In the case of soil moisture anomalies, the distributions of values within a year can vary, e.g., due to distinct seasonal hydrological regimes, or due to differences in data coverage (i.e. a different distribution for values in summer than for those in winter). This can affect the computed climatology and therefore the derived anomalies. By taking into account the standard deviation of samples used to compute the climatologies, we can normalize the anomalies and reduce intra-annual biases.

$\Large Z_{k,i} = \frac{SM_{k,i} - \overline{SM_i}}{\sigma_{i}}$

The default values in the example are taken from literature.

**Try:**

* **Compare the Z-score time series to the anomaly time series above.**
* **Change the threshold values for the quantile-based discretization function find a meaningful classification for the time series you have chosen above.**
* **Extract a time series in areas where data coverage varies strongly within a year and compare the output.**


In [16]:
df = anomaly_ts.copy()

@widgets.interact(
moderate=widgets.FloatSlider(value=1, min=0, max=10, step=0.25, description='Moderate Drought $[\sigma]$', style={'description_width': 'initial'},),
extreme=widgets.FloatSlider(value=2, min=0, max=10, step=0.25, description='Extreme Drought $[\sigma]$', style={'description_width': 'initial'},),
continuous_update=False)
def plot(moderate, extreme):
    df.loc[:, 'zscore'] = (df['soil_moisture'] - df['climatology']) / df['climatology_std']
    bins = [df['zscore'].min(), -extreme, -moderate, 0]

    fig, ax = plt.subplots(1,1, figsize=(15, 5))

▶ DATA SHOWN:
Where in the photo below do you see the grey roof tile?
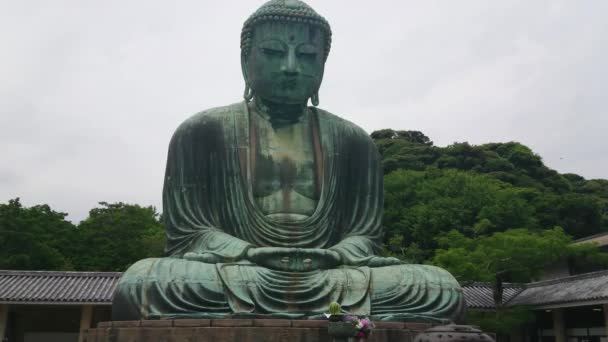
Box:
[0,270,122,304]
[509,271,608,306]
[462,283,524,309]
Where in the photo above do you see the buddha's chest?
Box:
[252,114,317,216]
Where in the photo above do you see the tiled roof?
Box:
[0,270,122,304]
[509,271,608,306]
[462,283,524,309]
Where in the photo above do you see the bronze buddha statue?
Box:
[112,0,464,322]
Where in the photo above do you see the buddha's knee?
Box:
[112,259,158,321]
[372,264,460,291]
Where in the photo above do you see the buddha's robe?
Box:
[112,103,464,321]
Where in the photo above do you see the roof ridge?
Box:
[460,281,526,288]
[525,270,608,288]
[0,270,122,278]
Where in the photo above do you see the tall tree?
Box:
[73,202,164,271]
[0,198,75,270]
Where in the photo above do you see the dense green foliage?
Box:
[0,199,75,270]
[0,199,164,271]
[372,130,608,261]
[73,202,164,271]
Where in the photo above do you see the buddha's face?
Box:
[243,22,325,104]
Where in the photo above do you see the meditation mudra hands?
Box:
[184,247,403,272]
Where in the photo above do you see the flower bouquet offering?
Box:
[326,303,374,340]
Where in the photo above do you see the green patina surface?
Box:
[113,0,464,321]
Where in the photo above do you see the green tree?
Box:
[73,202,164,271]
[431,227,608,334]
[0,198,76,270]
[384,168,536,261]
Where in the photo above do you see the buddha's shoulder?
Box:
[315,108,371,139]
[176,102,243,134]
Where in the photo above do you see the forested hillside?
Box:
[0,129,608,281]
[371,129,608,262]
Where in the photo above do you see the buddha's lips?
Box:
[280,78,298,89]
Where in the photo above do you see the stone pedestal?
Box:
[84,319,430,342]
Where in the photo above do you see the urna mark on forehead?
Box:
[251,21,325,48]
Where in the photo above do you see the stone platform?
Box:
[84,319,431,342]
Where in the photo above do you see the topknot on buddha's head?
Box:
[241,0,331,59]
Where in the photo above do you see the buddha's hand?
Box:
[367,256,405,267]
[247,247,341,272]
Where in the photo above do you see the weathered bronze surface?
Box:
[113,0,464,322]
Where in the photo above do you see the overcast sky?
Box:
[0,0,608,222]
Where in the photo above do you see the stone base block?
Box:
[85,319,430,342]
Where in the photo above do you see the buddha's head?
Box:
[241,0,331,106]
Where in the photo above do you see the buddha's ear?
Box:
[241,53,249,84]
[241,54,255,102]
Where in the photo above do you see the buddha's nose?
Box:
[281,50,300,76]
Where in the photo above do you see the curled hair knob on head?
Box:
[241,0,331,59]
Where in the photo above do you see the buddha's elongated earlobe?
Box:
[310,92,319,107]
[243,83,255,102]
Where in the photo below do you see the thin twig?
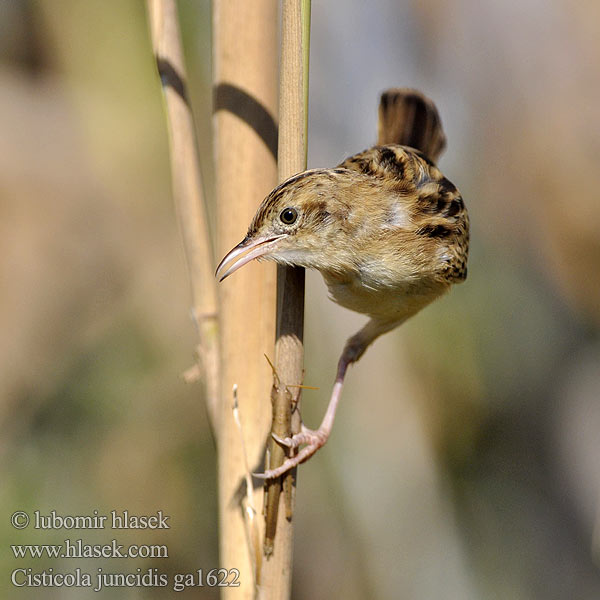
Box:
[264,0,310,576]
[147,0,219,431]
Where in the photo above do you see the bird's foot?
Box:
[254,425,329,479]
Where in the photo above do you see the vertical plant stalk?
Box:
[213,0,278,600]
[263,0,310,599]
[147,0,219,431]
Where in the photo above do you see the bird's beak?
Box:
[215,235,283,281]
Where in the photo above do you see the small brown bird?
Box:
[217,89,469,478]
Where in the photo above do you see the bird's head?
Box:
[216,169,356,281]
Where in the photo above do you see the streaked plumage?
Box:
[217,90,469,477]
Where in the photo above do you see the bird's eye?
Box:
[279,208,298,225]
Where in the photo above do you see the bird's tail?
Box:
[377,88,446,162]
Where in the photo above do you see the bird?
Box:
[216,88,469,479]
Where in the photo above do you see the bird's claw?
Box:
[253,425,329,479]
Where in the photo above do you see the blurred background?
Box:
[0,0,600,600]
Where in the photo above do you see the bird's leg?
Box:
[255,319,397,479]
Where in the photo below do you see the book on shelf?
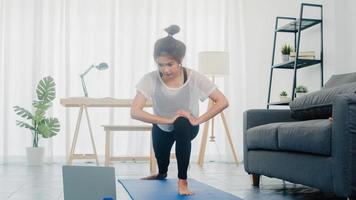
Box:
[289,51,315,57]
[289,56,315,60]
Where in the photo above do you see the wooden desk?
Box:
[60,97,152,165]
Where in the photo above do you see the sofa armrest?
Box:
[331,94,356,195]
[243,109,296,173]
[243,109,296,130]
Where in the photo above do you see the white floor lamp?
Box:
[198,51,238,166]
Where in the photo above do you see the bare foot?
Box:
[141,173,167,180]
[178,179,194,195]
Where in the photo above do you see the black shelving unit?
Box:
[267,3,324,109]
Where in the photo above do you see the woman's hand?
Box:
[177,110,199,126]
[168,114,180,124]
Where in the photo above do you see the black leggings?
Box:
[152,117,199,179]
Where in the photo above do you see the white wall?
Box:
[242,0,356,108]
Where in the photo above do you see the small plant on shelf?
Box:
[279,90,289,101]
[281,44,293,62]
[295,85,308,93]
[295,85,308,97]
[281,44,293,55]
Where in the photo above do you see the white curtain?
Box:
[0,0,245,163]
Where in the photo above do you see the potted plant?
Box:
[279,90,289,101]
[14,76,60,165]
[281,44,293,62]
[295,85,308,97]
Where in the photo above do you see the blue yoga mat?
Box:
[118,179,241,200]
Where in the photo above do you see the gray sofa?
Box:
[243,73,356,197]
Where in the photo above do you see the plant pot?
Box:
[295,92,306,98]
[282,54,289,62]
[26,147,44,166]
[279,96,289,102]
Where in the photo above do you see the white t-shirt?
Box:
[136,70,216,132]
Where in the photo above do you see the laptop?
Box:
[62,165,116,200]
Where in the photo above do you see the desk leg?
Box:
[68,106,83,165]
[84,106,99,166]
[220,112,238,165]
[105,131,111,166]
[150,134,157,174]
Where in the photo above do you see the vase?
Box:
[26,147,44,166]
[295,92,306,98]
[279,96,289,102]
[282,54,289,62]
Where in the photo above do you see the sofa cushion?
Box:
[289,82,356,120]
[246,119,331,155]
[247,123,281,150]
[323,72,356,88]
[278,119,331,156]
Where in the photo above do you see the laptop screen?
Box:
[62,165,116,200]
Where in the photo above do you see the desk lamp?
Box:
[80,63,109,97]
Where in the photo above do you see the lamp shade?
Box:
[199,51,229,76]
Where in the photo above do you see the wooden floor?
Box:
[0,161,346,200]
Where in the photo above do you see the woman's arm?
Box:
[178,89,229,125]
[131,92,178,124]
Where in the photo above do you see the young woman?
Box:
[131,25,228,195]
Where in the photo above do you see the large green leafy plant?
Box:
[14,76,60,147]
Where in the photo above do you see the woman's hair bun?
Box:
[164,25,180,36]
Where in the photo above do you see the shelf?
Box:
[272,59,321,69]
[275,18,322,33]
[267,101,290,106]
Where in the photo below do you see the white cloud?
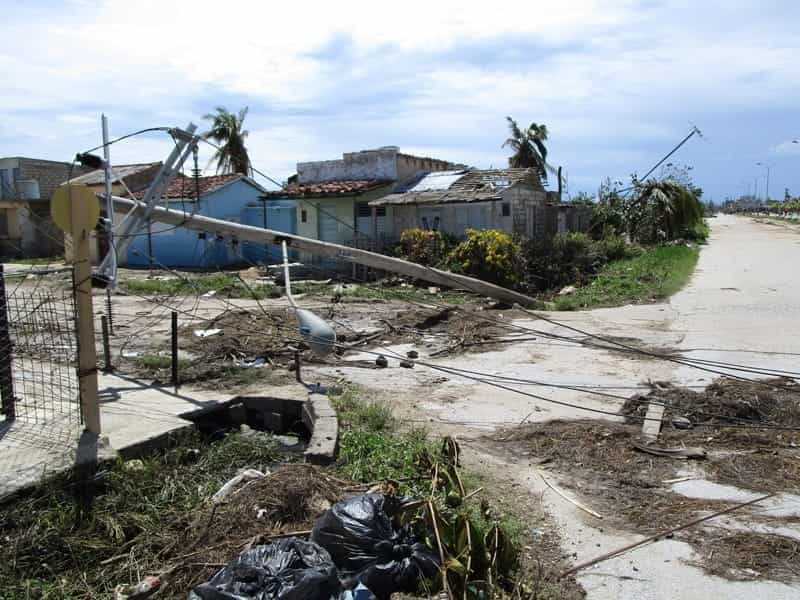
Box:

▶ INSTRUCTIONS:
- A) In the soil moisture excerpt, where do the default values in the example come from?
- B) Reproduce the soil moisture excerpt word for word, starting at "The default values" and ending at "df = anomaly_ts.copy()".
The listing isn't needed here.

▶ OUTPUTS IN ORDER:
- A) They are taken from literature.

- B)
The default values in the example are taken from literature.

**Try:**

* **Compare the Z-score time series to the anomaly time series above.**
* **Change the threshold values for the quantile-based discretization function find a meaningful classification for the time series you have chosen above.**
* **Extract a time series in areas where data coverage varies strongly within a year and compare the output.**


In [16]:
df = anomaly_ts.copy()